**ASSIGNMENT:**
Summarize the passage below on Matthew's Gospel in two sentences.
*** Opening PAGE EXTRACT ***
From The Bible: A Biography (2007)
But by the time Matthew was writing in the late 80s, these hopes were beginning to fade. Nothing had changed: how could the kingdom have come? Matthew replied that it was coming unobtrusively, and was working silently in the world like yeast in a batch of dough.75 His community was frightened and angry. They were accused by their fellow Jews of abandoning the Torah and the prophets;76 they had been flogged in the synagogues, dragged before tribunals of elders,77 and expected to be tortured and killed before the End.78 Matthew was, therefore, especially anxious to show that Christianity was not only in harmony with Jewish tradition but was its culmination. Almost every single event in Jesus’s life had happened ‘to fulfil the scriptures’. Like Ishmael, Samson and Isaac, his birth was announced by an angel.79 His forty days of temptation in the desert paralleled the Israelites’ forty years in the wilderness; Isaiah had foretold his miracles.80 And – most importantly – Jesus was a great Torah teacher. He proclaimed the new law of the messianic age from a mountaintop81 – like Moses – and insisted that he had come not to abolish but to complete the Law and the prophets.82 Jews must now observe the Torah more stringently than ever before. It was no longer sufficient for Jews to refrain from murder; they must not even get angry. Not only was adultery forbidden; a man could not even look at a woman lustfully.83 The old law of retaliation – eye for eye, tooth for tooth – was superseded: Jews must now turn the other cheek and love their enemies.84 Like Hosea, Jesus argued that compassion was more important than ritual observance.85 Like Hillel, he preached the Golden Rule.86 Jesus was greater than Solomon, Jonah and the temple.87 The Pharisees of Matthew’s day claimed that Torah study would introduce Jews to the divine presence (Shekhinah) that they had formerly encountered in the temple: ‘If two sit together and words of Torah are between them, the Shekhinah rests between them.’88 But Jesus promised: ‘where two or three meet in my name, I shall be there with them.’89 Christians would encounter the Shekhinah through Jesus who had now replaced the temple and the Torah.
*** Closing PAGE EXTRACT ***
*** Opening RECORDED DATA ***
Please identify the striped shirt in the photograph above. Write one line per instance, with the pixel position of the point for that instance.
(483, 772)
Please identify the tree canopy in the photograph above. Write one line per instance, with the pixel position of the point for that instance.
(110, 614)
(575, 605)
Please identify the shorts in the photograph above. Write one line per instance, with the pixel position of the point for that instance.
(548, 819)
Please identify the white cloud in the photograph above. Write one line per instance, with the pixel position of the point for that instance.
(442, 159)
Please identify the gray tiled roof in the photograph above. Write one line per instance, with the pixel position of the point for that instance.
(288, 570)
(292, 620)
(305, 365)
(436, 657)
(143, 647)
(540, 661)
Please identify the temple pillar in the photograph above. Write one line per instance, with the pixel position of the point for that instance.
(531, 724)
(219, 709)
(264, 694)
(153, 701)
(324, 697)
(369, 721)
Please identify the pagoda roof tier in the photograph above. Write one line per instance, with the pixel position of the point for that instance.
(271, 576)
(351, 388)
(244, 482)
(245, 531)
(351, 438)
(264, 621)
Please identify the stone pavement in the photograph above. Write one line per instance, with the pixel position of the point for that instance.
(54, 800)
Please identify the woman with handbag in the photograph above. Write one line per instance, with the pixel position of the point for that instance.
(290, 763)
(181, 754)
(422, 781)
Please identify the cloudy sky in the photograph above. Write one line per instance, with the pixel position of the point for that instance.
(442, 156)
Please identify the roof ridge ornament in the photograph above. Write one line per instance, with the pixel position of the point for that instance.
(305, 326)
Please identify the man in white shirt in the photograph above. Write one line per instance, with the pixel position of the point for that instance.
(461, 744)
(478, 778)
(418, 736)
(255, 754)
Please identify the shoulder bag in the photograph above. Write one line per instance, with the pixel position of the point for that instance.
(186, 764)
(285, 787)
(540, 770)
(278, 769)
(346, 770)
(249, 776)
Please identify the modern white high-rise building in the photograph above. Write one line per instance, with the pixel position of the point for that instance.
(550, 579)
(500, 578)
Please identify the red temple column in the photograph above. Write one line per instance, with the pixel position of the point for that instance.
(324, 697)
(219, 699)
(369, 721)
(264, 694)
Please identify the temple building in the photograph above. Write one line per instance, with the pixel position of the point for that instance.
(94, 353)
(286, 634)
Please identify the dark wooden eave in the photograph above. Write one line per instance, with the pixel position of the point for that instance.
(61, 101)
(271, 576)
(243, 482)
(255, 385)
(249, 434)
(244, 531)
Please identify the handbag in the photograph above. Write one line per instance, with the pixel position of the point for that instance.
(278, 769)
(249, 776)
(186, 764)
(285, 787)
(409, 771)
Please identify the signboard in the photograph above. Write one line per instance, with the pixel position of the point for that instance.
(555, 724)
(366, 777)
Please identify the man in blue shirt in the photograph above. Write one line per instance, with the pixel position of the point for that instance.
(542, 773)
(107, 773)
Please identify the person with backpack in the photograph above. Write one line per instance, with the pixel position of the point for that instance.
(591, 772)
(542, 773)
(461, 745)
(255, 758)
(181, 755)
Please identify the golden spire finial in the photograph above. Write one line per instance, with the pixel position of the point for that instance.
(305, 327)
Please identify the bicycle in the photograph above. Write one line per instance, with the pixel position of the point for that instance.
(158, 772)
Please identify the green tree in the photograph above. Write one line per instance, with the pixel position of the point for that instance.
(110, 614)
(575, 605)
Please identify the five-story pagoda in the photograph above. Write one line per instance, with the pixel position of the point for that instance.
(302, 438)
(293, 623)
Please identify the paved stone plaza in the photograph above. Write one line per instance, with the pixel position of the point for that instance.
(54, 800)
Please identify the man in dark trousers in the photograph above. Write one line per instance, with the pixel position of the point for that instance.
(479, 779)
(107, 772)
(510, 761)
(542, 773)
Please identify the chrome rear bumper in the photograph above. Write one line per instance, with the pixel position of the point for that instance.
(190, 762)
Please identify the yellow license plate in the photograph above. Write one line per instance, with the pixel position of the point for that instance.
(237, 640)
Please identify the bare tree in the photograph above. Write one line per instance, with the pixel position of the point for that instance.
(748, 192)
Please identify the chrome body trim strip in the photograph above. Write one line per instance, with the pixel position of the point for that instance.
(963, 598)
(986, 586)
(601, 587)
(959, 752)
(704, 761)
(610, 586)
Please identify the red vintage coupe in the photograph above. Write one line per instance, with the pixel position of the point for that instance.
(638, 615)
*** Closing RECORDED DATA ***
**THE ANSWER:**
Writing in the late 80s, as hopes for the kingdom were fading and his frightened community was accused by fellow Jews of abandoning the Torah, Matthew set out to show that Christianity was in harmony with Jewish tradition and was its culmination, presenting almost every event in Jesus's life as fulfilling the scriptures. He portrayed Jesus as a great Torah teacher who, like Moses, proclaimed a new and more stringent law from a mountaintop, and who had replaced the temple and the Torah, so that Christians would encounter the divine presence through him.